### Given records
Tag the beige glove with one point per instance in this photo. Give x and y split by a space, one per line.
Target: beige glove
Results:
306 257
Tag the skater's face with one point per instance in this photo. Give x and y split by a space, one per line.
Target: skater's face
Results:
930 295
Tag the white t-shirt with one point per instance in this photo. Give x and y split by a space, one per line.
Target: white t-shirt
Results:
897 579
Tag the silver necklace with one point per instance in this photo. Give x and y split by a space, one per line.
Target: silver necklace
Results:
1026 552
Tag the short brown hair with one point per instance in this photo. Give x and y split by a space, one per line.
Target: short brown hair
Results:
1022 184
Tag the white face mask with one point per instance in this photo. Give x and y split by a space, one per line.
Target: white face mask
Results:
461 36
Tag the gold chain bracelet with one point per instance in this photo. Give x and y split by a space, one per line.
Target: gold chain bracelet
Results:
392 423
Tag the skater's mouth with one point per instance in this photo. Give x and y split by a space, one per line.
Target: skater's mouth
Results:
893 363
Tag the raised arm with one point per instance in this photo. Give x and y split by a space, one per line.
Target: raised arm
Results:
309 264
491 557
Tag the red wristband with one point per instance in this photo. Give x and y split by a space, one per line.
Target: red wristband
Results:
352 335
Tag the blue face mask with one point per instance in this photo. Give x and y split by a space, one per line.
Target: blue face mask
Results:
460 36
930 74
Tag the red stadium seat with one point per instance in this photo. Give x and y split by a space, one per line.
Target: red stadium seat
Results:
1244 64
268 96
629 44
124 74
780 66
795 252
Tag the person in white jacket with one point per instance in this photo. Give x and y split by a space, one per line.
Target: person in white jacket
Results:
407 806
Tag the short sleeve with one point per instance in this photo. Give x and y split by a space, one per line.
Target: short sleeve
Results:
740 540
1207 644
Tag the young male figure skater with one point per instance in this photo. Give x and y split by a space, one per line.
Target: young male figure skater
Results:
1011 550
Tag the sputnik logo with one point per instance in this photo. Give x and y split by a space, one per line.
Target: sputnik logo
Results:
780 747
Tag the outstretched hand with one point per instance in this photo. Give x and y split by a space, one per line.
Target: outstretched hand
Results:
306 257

### Work instructions
Render the entries above as a Markdown table with two columns, Row and Line, putting the row number under Row and the line itself under Line, and skip any blank lines.

### Task solution
| Row | Line |
|---|---|
| 1 | Tag the beige glove with one point per instance in this photo. Give x and y split by a space, one per line. |
| 2 | Target: beige glove |
| 3 | Results: |
| 4 | 306 257 |
| 5 | Tag the skater's face with one point per instance in this photo. Give x and y split by a space, one per line. |
| 6 | Target: skater's face |
| 7 | Results: |
| 8 | 930 295 |
| 9 | Tag the white t-shirt with one point per instance in this photo. Give x and y split by a space, one per line. |
| 10 | Target: white t-shirt |
| 11 | Results: |
| 12 | 897 579 |
| 13 | Tag the silver necklace with one point per instance in this photo. Give x and y split by a space, one per line. |
| 14 | Target: silver necklace |
| 15 | Results: |
| 16 | 1026 552 |
| 17 | Tag the short brown hair with one point per instance in this photo. Give x and y split by a space, one per line. |
| 18 | Target: short brown hair |
| 19 | Results: |
| 20 | 1022 184 |
| 21 | Tag the white face mask with one point per instance in this photo. Give x and y split by a space, one per line. |
| 22 | Target: white face mask |
| 23 | Results: |
| 24 | 461 36 |
| 25 | Tag the gold chain bracelet with one point per instance in this photo. Give x and y split by a space, one per line. |
| 26 | Target: gold chain bracelet |
| 27 | Results: |
| 28 | 392 423 |
| 29 | Tag the skater's mouth with one point per instance in this photo. Give x and y split by a space, one per line. |
| 30 | Target: skater's mouth |
| 31 | Results: |
| 32 | 893 363 |
| 33 | Tag the raised arm with one point per instance in this photo. Give x and y split by a space, one per line. |
| 34 | Target: raised arm |
| 35 | Results: |
| 36 | 309 264 |
| 37 | 491 557 |
| 38 | Tag the red wristband with one point per instance in this photo. Give x and y split by a space, one per line. |
| 39 | Target: red wristband |
| 40 | Results: |
| 41 | 352 335 |
| 42 | Tag the blue face mask with one point per instance in this photo. Give x and y split by a space, one per line. |
| 43 | Target: blue face mask |
| 44 | Results: |
| 45 | 460 36 |
| 46 | 930 74 |
| 47 | Tag the red stadium seat with one point per instance in this photo. Give x and y split by a space, one per line. |
| 48 | Target: red stadium seat |
| 49 | Results: |
| 50 | 1244 64 |
| 51 | 268 96 |
| 52 | 629 44 |
| 53 | 124 74 |
| 54 | 780 66 |
| 55 | 795 252 |
| 56 | Tag the person in white jacket with one point per instance in this photo. Give x and y split by a space, one per line. |
| 57 | Target: person in white jacket |
| 58 | Results: |
| 59 | 407 806 |
| 60 | Tag the short sleeve with one point per instance in this photo. Give x and y split by a space, one per line. |
| 61 | Target: short sleeve |
| 62 | Results: |
| 63 | 740 540 |
| 64 | 1207 644 |
| 65 | Tag the young male figure skater with one point per instance in this photo. Give x and y split by a space, one per line. |
| 66 | Target: young male figure skater |
| 67 | Results: |
| 68 | 1011 550 |
| 69 | Tag the sputnik logo with one point per instance in this photo. Give x and y split by a space, one per line. |
| 70 | Target: sputnik logo |
| 71 | Results: |
| 72 | 780 747 |
| 73 | Tag the outstretched hand with one point per instance in this photo. Give x and y split by a space, one per line. |
| 74 | Target: outstretched hand |
| 75 | Results: |
| 76 | 306 257 |